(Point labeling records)
____

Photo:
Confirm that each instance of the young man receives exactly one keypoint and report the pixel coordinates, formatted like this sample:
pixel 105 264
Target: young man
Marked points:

____

Express each line of the records above as a row of a Markdown table with the columns Row and Line, numbering the rows in order and omitting blank lines.

- _Solution to the problem_
| Row | Line |
|---|---|
| 1 | Photo: |
| 2 | Confirm that each instance of the young man receives exactly one keypoint and report the pixel coordinates, formatted like this sample: |
| 3 | pixel 105 264 |
| 4 | Target: young man |
| 5 | Marked points: |